● **Exercise material**

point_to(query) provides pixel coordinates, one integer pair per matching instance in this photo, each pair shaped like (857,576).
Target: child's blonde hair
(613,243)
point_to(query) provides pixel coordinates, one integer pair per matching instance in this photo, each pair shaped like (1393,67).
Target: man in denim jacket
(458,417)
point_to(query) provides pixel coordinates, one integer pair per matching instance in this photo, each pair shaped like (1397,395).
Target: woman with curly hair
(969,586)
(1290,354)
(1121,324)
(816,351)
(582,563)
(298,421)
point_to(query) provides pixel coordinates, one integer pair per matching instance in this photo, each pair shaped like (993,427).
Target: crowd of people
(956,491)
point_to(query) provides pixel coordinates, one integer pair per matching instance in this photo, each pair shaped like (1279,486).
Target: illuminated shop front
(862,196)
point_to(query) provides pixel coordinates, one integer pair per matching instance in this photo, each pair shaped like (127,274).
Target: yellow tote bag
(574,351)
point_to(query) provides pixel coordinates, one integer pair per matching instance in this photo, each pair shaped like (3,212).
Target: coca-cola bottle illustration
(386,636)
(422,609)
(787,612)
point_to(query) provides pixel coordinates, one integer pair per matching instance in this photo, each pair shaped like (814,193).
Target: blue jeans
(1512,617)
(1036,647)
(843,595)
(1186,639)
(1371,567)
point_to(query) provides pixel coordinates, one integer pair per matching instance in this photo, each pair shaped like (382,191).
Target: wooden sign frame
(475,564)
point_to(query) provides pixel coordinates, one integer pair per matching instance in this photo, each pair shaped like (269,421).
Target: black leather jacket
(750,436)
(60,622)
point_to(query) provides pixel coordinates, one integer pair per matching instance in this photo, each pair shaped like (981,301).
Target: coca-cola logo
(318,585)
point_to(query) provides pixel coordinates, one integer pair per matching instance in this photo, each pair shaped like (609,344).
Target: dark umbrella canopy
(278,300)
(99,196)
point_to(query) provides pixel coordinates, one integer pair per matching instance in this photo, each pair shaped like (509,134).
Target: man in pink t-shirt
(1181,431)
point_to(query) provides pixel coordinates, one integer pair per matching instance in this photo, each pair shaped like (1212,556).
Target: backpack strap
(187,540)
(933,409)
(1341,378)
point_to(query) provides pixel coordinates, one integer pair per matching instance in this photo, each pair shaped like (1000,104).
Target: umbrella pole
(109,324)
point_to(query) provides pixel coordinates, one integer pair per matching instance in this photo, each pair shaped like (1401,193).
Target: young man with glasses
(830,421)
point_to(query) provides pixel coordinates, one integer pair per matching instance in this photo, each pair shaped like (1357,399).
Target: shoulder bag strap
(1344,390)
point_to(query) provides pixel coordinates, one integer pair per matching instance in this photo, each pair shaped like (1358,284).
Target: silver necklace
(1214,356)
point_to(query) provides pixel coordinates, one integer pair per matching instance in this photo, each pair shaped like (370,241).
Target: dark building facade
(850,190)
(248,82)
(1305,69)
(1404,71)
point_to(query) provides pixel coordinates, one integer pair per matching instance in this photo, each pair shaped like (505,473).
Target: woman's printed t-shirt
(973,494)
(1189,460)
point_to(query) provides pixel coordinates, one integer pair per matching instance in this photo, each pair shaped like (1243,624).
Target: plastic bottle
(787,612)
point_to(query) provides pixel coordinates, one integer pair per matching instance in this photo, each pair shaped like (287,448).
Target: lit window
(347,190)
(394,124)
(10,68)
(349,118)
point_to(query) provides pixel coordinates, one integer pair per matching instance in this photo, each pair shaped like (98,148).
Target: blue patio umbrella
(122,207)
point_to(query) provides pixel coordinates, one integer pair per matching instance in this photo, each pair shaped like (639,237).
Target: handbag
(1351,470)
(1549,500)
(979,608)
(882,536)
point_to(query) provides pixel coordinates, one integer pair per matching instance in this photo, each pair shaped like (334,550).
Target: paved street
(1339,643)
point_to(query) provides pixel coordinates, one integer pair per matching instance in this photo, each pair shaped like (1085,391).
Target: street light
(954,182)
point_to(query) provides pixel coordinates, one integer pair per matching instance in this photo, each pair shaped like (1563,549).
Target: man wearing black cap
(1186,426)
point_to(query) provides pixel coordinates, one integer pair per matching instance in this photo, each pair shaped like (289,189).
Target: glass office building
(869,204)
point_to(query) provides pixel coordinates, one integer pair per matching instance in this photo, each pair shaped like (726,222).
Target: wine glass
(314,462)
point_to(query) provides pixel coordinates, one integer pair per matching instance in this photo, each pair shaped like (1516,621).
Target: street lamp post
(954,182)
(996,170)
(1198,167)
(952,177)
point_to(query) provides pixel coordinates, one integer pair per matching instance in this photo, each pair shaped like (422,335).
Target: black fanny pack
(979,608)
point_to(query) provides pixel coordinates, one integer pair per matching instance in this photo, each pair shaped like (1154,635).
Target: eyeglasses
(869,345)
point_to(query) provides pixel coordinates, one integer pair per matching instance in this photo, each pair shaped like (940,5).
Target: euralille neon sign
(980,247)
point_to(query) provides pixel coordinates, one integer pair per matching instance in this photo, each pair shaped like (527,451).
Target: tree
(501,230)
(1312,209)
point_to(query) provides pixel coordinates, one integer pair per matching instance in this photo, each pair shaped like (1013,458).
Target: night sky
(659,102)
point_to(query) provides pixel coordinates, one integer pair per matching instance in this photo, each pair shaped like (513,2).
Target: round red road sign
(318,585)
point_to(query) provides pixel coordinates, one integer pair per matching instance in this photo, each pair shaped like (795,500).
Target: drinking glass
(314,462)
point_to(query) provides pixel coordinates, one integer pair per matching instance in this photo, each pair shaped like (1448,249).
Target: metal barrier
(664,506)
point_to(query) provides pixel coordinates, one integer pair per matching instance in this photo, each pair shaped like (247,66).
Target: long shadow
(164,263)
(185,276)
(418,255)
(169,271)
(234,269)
==
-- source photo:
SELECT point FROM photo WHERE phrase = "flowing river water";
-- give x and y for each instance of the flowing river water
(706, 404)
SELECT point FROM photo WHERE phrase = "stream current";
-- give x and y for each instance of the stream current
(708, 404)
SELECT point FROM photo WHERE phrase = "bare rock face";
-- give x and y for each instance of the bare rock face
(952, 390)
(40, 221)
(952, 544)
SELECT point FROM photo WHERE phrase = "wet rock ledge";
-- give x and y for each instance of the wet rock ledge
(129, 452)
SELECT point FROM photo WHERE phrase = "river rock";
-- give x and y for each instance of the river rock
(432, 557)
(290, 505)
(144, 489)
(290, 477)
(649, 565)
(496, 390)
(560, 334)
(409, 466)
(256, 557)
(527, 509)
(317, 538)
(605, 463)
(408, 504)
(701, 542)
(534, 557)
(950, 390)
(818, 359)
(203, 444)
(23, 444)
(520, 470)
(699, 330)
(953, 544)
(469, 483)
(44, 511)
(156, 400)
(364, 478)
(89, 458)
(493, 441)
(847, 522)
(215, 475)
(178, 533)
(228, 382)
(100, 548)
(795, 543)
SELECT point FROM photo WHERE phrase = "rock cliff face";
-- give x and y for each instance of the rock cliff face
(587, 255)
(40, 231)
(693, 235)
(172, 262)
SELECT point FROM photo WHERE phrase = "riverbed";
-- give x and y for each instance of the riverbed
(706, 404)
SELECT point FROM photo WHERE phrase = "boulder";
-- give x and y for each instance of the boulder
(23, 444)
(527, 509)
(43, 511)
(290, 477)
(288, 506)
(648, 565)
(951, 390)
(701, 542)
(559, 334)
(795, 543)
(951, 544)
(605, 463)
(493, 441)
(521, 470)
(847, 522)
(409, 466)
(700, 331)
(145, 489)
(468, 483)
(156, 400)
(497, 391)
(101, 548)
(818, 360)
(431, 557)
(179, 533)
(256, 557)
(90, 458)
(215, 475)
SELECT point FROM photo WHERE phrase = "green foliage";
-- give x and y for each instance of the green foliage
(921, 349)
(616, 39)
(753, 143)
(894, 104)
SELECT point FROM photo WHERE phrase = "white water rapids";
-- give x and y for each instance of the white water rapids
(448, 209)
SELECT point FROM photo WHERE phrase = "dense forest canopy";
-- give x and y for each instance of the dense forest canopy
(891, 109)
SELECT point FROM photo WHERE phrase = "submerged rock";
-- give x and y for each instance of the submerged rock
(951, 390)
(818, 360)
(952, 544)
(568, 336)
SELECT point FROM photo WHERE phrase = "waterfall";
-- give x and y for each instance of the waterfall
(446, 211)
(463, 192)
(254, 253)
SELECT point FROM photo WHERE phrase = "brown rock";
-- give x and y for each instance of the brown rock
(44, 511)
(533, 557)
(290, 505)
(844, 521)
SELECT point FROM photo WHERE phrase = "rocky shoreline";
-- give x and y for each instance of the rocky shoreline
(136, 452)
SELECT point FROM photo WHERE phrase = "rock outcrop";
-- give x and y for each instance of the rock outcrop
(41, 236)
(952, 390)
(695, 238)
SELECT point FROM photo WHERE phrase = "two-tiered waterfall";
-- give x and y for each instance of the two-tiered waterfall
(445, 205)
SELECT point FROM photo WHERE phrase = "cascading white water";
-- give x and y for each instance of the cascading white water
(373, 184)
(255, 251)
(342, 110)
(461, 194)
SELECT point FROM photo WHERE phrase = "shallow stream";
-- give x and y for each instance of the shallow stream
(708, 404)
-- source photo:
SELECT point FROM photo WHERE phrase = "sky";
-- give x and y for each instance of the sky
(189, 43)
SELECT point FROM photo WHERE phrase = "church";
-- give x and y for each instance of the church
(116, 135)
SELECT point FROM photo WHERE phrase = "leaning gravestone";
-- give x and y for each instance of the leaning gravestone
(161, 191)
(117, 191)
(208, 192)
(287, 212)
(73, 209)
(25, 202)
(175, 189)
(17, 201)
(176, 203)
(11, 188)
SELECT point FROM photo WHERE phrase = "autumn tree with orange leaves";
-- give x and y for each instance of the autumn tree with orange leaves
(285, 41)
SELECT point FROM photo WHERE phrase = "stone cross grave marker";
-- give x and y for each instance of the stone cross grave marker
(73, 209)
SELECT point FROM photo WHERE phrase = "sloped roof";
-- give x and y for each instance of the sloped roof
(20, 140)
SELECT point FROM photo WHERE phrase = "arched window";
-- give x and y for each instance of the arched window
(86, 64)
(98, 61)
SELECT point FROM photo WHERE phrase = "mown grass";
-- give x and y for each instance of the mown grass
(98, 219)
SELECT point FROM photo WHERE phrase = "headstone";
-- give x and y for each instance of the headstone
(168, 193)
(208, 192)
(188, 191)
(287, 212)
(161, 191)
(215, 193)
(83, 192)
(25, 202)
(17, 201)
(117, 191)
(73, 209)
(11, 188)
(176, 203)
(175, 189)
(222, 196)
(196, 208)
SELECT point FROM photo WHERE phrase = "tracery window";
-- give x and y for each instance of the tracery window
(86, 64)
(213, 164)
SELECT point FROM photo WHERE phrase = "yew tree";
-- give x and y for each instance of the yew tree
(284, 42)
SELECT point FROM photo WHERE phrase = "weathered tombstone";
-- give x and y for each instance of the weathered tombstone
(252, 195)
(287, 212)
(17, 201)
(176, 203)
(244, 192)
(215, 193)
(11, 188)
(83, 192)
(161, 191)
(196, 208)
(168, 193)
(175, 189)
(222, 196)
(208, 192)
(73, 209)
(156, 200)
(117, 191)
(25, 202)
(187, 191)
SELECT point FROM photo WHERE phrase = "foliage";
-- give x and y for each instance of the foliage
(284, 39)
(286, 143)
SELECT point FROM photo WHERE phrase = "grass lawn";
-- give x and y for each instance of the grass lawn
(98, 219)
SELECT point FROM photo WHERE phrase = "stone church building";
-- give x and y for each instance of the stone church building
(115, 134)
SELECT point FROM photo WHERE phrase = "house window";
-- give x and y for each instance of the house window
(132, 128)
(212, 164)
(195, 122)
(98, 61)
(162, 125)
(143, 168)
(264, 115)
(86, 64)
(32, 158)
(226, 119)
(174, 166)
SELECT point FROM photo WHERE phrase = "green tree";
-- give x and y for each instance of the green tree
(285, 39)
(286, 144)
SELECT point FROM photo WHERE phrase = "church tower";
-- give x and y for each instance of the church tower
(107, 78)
---
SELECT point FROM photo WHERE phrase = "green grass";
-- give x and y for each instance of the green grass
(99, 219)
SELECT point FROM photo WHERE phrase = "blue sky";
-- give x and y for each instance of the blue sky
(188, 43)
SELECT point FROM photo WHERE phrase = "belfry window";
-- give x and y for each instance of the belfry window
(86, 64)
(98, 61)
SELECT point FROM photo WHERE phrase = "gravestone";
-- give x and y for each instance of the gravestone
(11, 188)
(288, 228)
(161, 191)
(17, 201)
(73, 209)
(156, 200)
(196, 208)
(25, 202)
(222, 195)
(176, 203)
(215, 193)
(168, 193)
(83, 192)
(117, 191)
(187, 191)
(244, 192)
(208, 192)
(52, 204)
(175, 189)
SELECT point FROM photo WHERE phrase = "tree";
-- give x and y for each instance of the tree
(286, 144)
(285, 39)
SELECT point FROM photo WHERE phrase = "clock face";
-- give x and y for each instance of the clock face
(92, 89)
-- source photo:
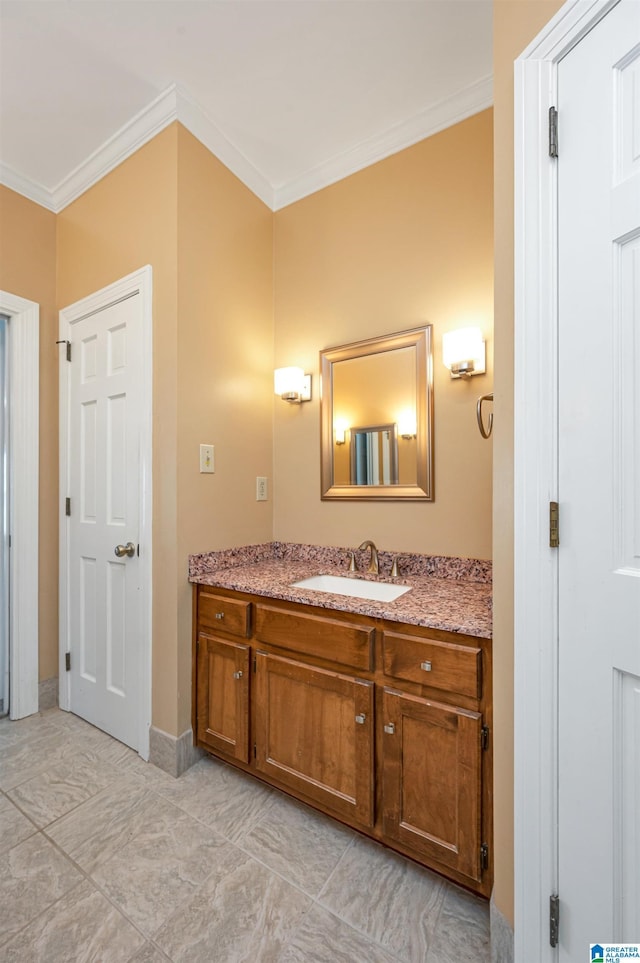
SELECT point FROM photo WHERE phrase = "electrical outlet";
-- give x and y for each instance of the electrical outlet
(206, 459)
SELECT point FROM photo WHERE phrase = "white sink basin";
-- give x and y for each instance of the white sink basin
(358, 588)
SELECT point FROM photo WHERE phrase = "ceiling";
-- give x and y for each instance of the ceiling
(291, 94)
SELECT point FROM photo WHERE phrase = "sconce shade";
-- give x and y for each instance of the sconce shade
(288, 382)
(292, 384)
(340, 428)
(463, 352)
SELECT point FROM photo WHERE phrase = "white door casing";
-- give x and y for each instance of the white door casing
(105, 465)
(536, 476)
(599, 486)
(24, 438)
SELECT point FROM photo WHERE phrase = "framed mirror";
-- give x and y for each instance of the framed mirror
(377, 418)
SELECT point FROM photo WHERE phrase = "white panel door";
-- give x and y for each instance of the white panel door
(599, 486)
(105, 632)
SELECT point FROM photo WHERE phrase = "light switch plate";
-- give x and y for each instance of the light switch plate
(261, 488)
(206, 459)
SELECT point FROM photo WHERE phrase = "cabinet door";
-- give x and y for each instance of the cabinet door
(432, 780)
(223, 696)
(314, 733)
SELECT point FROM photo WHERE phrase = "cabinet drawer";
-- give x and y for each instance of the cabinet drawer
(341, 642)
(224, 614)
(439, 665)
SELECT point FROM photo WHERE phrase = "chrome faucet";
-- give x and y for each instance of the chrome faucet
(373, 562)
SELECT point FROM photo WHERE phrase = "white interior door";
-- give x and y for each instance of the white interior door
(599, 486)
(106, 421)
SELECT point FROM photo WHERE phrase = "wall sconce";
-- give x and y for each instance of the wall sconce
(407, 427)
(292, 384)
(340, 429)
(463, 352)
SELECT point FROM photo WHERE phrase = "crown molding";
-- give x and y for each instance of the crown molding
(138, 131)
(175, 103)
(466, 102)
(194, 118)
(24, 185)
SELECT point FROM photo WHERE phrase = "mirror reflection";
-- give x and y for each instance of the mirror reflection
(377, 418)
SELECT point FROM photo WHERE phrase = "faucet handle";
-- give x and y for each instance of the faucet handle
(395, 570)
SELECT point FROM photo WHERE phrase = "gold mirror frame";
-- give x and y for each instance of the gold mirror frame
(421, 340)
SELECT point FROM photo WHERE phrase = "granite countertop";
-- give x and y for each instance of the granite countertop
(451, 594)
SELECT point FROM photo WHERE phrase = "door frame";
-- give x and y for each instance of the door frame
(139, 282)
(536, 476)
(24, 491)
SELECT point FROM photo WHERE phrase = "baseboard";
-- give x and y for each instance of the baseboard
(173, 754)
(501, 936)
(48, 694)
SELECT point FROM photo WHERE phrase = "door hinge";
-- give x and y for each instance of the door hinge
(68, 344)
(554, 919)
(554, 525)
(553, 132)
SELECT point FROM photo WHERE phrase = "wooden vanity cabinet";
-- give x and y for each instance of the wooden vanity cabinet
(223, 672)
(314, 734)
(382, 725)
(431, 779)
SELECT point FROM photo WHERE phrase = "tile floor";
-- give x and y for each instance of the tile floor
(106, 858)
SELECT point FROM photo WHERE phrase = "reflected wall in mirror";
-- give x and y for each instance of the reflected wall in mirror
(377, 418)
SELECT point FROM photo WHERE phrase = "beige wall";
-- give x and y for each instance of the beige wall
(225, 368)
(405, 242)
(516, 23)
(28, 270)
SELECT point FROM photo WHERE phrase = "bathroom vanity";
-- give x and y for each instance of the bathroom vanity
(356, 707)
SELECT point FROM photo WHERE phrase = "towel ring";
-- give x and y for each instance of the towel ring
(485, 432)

● **Task item**
Look back at the entries above. Retype the line with "shaped like (1000,104).", the line with "shaped like (1401,193).", and all lines in between.

● **Task solution**
point_to(query) provides pixel coordinates, one integer pair per matching instance in this photo, each pair shaped like (1000,104).
Target: umbrella pole
(109,324)
point_to(query) provides pixel coordinates, one integer pair per matching instance in this photo, each pair shaped like (1401,193).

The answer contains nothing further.